▶ _Aufgabenstellung_:
Beantworte anhand des Textes über das Gruselige im Film diese Fragen:
1. Welche Gefühle sind nach Edmund Burke bedeutend stärker als jene, die mit dem Vergnügen einhergehen?
2. Was fehlt uns laut dem Text bei grausigen Bildern aus den Nachrichten, sodass sie abstrakt bleiben?
3. Welche Filme werden als aktuelle Beispiele für Filme genannt, die durch Tabubrüche gut schockieren?

▶ _Quelltext_:
Schon der angloirische Philosoph Edmund Burke stellte in seiner Schrift "On the Sublime and the Beautiful" fest, dass Gefühle, die an den Schmerz gekoppelt sind (Angst, Furcht, Panik, Beklemmung etc.), bedeutend stärker sind, als jene, die mit dem Vergnügen einhergehen. Wahrscheinlich setzen wir uns beim Betrachten eines Horrorfilms oder bei der Fahrt mit der Geisterbahn deshalb diesen mächtigsten aller Gefühle aus - um sie in unserer "Sicherheitsgesellschaft" überhaupt zu erfahren. Und das kann ironischerweise wieder ein Vergnügen sein.

Im Film kommt das Gruselige oft durch die Tonspur gekrochen. Es sind nicht nur die Bilder, sondern insbesondere die Soundeffekte, die uns suggerieren: Hier liegt etwas Unheimliches in der Luft. Grausige Bilder sind wir durch die Nachrichten gewöhnt. Aber dort stehen sie losgelöst von jedwedem persönlichen Erfahrungskontext. Mit anderen Worten: Sie bleiben abstrakt, weil uns der direkte emotionale Zugang fehlt. Diesen Kontext kann ein Film problemlos bieten. Es bedarf lediglich einer Identifikationsfigur. Das alleine schafft jedoch auch noch keine gruseligen Momente.

Die Inszenierung eines wahrhaft gruseligen Moments ist eine hohe Kunst. Es gibt reichlich Filme, die gut schockieren, indem sie Tabus brechen. Wolf Creek, Hostel und The Hills have Eyes (Remake) sind aktuelle Beispiele dafür. Aber keiner dieser Filme ist in meinen Augen gruselig.

▶ _Angezeigte Daten_:
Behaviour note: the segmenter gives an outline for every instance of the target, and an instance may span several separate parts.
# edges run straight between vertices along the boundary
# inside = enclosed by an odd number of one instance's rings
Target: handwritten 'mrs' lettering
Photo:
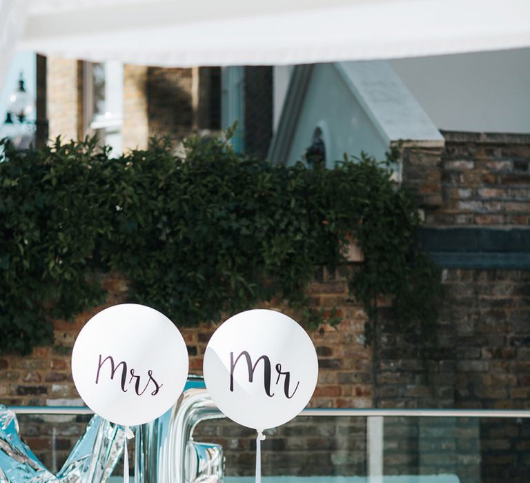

▶ _Antwort_:
1. Gefühle, die an den Schmerz gekoppelt sind, etwa Angst, Furcht, Panik und Beklemmung.
2. Uns fehlt der direkte emotionale Zugang.
3. Wolf Creek, Hostel und The Hills have Eyes (Remake).